Archive for March, 2001


March 13, 2001

Lately

I miss the darkroom at the university. I miss the fact that I could crawl out of bed at 10:30, sleepless, and just throw on a t-shirt and some sweats and go over there and develop until the lab tech went home shortly after midnight. The way I’d covet my shimmery Ilford papers and carry them in that thick black plastic, always terrified I’d forget they were there and expose them.

I miss how I’d almost always be the only one in there developing at night, nothing but the radio that was fixed permanently in the on position, and always tuned to KRZQ. I miss the way I’d have to tug at the enlarger because it was old and heavy and cumbersome. The way the dark was so relaxing, and the smell of the stop-bath that I used to think I hated until I never got to smell it anymore. The way the silver would pull out the image in the tray as I watched it develop, slow and steady. The way I’d wait patiently leaned against the wet counter for the fixer to be done with my print, and how I’d almost always grab the tongs and pull it out before I was supposed to because I couldn’t wait to take it over to the light box and fall madly in love with it.

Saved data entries

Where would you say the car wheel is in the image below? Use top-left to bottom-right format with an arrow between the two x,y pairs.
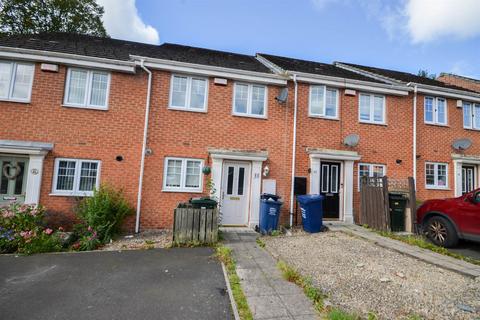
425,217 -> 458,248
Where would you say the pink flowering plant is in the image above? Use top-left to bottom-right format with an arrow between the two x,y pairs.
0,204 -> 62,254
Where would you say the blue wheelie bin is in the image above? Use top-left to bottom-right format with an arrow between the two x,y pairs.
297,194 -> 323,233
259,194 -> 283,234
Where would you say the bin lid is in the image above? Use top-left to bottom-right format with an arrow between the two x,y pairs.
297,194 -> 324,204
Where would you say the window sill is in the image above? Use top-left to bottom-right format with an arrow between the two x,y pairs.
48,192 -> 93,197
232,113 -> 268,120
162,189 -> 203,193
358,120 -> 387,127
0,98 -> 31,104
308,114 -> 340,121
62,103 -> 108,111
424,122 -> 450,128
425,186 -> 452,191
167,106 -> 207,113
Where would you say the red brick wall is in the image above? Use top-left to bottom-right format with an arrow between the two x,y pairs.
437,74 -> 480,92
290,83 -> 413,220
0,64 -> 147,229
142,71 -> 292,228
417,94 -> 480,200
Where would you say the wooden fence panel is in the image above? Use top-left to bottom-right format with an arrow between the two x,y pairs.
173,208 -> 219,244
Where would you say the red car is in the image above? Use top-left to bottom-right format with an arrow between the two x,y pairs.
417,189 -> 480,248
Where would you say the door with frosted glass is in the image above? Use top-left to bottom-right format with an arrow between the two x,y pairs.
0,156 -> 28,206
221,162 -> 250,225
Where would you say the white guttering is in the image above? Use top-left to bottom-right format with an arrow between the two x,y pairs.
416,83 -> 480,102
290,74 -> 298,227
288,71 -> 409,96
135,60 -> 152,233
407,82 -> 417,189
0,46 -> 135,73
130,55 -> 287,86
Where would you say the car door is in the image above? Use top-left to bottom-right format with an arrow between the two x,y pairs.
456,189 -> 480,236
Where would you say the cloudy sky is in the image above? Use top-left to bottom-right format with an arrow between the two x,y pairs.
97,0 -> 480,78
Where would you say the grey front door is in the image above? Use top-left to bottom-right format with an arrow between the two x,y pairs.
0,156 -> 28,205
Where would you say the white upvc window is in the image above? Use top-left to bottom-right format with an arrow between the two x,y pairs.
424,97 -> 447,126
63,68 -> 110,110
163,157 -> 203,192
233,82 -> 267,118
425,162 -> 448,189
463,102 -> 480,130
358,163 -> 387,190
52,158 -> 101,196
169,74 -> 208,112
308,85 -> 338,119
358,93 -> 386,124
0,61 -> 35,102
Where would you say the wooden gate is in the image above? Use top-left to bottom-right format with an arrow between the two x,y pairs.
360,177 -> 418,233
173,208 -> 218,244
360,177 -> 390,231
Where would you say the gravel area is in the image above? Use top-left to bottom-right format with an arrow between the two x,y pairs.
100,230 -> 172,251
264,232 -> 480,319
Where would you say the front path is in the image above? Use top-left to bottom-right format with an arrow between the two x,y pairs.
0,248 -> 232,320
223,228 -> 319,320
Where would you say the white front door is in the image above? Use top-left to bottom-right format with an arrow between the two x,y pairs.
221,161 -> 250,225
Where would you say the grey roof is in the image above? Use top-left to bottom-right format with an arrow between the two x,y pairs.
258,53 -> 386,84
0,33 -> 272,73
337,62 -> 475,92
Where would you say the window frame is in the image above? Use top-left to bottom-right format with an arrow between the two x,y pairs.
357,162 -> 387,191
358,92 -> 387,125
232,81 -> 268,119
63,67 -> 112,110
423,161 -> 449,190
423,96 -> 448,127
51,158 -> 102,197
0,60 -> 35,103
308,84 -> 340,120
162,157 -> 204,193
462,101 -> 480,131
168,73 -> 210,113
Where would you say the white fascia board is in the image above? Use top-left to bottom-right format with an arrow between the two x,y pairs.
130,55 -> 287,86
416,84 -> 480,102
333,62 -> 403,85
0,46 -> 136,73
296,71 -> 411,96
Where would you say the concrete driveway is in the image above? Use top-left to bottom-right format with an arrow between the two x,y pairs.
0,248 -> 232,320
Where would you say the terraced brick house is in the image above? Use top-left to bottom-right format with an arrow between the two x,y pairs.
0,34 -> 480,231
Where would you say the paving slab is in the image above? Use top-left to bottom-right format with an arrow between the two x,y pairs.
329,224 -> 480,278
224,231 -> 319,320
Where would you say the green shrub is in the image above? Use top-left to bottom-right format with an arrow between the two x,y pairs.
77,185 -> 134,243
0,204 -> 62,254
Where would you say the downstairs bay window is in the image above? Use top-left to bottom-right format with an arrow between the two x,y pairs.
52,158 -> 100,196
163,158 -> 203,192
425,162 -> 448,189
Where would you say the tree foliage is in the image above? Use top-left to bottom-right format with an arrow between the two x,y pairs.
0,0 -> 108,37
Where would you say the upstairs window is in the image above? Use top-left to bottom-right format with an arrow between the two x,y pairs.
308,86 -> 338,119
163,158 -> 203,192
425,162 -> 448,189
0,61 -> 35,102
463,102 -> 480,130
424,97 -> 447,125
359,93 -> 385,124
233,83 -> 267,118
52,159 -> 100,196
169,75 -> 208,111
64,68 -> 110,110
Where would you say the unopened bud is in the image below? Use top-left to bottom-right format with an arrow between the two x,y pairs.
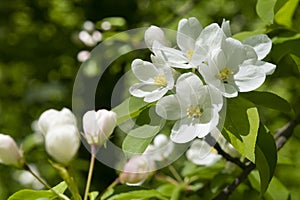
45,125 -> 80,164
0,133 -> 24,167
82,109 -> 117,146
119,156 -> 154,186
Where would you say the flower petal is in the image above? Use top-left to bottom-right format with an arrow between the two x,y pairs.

**What the task asks:**
Extend the blog entry about missing the university darkroom, starting right after its final sentence.

**Task result:**
I miss the way I’d sit on the counter in the supply room, legs dangling off the side, waiting for the prints to dry and trade stories with the lab tech until I had no choice but to leave and go home, prints in hand, careful not to scratch the fragile surfaces. The way I’d lug my old Minolta 35mm SLR into the bathroom the next day, close the door, sit on the toilet seat, flick the lights out, shove a towel under the door so no light would seep in, all my films and canisters, chemicals and tools to feel around for on the counter in the pitch black, developing another roll of black and white negatives so I could go back to the darkroom again that night and print, having what felt like a whole subterranean universe all to myself after everybody else went home.